[INSTRUCTIONS FOR THE TASK] Please collect every line in the records below that contains the word "sunglasses" and copy each of those lines in full.

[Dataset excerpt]
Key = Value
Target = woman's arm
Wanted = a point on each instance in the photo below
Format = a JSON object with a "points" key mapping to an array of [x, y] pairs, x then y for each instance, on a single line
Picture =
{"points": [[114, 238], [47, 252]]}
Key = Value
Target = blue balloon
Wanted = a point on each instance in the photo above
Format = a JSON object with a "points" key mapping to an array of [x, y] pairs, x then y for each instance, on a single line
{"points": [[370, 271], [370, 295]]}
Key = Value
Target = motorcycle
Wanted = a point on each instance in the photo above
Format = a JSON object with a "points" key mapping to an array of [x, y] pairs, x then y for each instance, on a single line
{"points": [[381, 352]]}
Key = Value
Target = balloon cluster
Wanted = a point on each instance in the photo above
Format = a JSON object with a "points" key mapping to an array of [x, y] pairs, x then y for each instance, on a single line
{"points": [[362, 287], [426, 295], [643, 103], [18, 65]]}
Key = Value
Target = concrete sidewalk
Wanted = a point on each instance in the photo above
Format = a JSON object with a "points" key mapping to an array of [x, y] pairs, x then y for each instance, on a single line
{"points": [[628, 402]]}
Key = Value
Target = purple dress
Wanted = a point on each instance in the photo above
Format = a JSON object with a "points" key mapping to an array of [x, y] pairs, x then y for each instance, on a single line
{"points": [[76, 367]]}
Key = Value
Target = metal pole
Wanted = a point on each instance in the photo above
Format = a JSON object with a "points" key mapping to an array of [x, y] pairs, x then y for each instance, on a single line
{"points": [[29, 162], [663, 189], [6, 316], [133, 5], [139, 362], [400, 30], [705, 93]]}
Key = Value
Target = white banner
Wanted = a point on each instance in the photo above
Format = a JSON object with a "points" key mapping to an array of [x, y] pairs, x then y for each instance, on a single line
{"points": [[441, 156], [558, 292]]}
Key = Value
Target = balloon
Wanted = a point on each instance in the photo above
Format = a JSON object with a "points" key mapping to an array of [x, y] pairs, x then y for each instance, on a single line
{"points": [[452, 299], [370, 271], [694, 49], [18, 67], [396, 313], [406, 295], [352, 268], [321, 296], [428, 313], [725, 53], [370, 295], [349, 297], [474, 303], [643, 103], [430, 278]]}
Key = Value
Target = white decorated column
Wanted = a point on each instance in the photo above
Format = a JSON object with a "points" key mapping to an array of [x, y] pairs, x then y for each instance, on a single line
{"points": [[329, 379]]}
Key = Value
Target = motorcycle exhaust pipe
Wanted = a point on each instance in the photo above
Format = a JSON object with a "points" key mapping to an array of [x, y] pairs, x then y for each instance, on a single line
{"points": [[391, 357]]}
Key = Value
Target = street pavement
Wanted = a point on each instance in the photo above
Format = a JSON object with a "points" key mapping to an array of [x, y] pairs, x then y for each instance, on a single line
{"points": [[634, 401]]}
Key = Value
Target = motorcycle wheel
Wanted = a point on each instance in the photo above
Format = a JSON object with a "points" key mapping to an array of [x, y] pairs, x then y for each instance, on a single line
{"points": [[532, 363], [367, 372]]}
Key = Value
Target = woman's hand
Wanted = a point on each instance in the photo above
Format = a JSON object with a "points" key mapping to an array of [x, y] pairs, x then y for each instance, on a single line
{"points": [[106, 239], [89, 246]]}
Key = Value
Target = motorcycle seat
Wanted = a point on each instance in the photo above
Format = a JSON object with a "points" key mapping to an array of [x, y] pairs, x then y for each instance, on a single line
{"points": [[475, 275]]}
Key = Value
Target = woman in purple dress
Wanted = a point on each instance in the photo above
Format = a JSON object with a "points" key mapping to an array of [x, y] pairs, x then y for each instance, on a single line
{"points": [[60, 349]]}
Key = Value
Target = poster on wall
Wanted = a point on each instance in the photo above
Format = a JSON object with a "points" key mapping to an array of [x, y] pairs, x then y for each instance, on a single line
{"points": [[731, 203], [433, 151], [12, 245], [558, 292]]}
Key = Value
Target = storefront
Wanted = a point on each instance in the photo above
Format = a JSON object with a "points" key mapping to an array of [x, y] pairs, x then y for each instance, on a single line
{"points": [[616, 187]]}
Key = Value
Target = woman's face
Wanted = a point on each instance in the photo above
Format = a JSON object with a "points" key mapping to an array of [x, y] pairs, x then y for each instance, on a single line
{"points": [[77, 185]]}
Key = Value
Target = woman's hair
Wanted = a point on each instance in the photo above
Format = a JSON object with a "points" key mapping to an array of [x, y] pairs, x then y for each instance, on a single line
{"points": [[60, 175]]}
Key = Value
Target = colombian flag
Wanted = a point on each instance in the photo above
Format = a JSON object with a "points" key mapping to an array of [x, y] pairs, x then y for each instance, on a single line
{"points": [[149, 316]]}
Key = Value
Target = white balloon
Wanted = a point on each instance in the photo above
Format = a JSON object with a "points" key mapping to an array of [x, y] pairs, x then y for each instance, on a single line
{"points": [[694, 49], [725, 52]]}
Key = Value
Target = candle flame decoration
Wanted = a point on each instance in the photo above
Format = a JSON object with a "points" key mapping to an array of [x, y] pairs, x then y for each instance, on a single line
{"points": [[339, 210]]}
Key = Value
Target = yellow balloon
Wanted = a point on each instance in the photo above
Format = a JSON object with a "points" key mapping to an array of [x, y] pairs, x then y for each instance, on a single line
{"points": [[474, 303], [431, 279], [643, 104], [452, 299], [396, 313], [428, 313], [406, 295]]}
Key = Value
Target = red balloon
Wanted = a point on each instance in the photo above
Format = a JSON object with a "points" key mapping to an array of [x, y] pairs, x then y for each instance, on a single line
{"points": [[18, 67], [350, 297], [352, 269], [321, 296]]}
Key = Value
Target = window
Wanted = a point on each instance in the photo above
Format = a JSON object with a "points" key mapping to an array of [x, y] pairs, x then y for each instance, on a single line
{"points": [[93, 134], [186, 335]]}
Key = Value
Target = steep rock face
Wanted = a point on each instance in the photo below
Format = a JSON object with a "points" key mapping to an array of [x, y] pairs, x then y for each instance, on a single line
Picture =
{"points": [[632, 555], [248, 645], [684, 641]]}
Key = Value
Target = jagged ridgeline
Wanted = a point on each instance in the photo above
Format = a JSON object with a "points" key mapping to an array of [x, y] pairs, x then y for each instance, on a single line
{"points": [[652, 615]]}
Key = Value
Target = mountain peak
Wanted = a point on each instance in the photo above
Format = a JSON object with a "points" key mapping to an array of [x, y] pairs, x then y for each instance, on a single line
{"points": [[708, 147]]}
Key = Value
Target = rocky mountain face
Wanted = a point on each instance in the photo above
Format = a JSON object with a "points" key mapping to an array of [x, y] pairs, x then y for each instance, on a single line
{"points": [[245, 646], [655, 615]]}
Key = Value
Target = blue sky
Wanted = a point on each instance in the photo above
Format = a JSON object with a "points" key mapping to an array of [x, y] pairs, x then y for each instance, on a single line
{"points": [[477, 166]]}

* * *

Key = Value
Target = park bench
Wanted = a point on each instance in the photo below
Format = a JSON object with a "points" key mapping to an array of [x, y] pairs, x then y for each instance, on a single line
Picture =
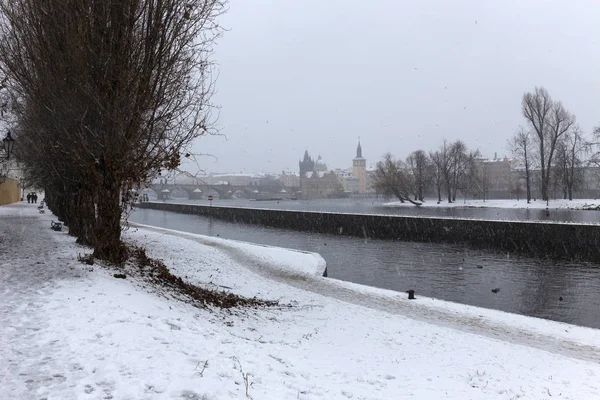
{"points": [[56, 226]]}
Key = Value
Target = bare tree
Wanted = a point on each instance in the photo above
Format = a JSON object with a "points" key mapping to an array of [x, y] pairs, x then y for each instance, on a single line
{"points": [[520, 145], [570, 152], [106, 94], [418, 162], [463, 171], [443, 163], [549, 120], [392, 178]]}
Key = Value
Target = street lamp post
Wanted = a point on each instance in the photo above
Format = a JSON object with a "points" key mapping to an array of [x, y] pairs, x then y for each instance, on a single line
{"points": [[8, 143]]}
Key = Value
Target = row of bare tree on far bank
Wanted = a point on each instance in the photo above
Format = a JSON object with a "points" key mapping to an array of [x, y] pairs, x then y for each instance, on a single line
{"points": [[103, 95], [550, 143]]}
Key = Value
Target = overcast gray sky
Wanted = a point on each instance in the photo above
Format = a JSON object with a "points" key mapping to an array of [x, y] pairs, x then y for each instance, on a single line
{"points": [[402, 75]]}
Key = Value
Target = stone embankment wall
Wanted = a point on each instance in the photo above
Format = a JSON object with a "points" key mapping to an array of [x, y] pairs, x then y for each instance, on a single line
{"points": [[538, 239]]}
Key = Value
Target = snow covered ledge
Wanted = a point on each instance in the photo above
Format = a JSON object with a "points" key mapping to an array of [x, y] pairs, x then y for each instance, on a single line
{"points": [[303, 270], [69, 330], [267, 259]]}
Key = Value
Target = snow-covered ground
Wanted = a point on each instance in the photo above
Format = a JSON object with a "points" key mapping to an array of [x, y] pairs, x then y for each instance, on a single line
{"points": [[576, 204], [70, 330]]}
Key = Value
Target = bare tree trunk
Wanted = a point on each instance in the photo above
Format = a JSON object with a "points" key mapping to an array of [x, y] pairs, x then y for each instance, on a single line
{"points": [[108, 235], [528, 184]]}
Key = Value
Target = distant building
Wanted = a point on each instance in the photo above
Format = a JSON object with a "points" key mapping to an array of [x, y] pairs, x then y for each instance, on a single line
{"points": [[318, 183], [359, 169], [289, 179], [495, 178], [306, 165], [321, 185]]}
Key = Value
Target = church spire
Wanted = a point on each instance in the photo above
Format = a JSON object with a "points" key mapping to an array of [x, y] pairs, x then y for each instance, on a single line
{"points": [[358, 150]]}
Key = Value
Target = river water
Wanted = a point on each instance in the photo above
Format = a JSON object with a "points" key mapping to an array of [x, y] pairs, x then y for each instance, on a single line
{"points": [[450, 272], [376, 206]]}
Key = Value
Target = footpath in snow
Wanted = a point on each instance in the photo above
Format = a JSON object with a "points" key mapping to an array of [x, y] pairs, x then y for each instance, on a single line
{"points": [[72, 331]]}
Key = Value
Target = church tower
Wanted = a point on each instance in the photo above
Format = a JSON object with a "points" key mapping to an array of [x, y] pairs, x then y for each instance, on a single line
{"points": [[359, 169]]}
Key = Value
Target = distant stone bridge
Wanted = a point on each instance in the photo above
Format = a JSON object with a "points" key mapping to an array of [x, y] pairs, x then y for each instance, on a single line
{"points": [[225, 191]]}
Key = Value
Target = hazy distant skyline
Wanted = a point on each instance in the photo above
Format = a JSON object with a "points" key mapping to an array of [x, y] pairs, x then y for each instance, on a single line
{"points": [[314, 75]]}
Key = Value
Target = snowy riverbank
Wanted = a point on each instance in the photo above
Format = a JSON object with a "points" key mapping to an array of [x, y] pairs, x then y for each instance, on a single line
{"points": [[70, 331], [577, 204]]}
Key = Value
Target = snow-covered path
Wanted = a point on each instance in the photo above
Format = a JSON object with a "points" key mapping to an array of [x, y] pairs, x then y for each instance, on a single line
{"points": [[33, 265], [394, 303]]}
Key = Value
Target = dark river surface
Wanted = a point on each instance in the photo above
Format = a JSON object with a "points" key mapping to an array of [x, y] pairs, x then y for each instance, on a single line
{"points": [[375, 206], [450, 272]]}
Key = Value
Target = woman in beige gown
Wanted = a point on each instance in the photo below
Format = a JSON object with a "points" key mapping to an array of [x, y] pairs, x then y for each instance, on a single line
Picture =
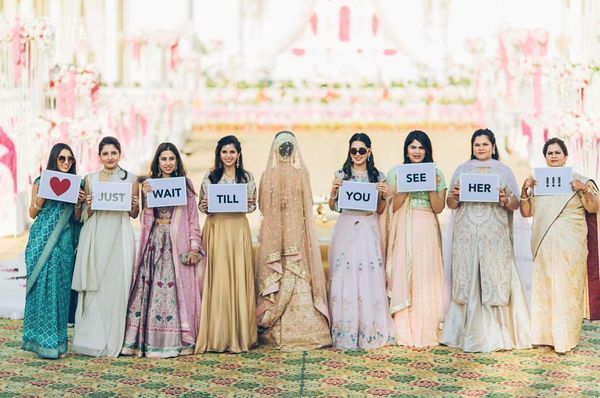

* * *

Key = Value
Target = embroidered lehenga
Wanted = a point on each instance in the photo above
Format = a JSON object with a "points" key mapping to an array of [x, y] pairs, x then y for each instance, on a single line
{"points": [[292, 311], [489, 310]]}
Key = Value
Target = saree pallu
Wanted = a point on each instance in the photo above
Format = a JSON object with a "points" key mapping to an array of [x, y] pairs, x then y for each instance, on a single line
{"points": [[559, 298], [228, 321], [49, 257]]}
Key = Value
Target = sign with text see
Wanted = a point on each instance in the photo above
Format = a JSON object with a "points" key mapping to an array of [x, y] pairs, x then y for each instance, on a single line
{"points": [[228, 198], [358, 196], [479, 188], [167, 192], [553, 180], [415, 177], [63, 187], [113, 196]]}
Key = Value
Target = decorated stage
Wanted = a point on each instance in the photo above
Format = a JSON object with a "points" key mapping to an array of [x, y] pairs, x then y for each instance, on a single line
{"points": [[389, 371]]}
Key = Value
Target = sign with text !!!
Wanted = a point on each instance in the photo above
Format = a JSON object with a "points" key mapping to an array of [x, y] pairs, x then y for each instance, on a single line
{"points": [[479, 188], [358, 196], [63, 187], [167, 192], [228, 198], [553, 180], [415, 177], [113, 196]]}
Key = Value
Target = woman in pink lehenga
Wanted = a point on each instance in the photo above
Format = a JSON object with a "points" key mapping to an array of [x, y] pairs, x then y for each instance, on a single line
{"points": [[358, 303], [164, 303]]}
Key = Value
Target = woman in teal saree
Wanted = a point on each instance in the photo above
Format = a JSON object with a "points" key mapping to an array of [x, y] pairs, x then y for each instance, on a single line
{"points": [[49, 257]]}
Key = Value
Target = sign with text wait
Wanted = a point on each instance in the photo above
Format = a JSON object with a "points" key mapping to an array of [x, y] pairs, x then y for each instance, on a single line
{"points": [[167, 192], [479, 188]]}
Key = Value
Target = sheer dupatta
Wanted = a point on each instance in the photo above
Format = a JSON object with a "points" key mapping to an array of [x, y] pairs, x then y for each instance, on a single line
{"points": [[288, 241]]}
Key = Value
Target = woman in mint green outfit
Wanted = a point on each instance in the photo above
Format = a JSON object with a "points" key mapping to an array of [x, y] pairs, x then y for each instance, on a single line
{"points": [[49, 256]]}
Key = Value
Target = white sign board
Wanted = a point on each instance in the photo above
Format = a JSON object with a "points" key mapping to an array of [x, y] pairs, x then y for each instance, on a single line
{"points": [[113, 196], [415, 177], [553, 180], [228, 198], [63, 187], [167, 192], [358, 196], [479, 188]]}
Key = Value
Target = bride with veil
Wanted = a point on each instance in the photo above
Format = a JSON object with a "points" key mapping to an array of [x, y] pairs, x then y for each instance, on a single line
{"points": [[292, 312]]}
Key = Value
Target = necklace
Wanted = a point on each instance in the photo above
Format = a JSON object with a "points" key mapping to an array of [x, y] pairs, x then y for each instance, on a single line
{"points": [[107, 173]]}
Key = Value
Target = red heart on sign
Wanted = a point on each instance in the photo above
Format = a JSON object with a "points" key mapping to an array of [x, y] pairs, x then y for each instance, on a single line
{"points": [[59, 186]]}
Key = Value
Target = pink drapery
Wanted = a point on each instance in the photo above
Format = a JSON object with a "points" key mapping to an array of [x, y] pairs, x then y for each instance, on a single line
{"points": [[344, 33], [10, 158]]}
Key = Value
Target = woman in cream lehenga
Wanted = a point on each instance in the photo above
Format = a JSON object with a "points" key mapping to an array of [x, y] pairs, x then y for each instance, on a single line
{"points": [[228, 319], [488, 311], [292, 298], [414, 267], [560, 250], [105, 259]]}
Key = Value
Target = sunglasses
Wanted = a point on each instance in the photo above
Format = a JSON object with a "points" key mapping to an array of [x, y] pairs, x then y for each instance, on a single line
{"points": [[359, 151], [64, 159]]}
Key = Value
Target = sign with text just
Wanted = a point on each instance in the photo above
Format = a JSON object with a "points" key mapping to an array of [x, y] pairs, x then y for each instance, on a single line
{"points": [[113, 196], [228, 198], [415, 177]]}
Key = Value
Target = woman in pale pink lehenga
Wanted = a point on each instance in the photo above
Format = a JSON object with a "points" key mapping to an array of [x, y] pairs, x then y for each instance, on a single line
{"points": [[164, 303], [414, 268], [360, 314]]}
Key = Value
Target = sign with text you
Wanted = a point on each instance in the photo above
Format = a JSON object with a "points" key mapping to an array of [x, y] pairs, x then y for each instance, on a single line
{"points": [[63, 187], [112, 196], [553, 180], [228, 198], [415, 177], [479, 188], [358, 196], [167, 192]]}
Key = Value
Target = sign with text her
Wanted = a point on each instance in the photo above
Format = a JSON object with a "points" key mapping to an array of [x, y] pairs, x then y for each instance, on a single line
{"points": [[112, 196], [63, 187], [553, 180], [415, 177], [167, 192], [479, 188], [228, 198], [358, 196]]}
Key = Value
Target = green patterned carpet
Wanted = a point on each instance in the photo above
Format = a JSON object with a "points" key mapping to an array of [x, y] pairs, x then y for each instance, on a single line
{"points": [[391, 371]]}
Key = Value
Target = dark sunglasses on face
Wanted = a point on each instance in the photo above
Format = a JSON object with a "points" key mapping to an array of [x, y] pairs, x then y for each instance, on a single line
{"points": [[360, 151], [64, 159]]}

[RESULT BELOW]
Target = sunglasses
Target = dark sunglasses on face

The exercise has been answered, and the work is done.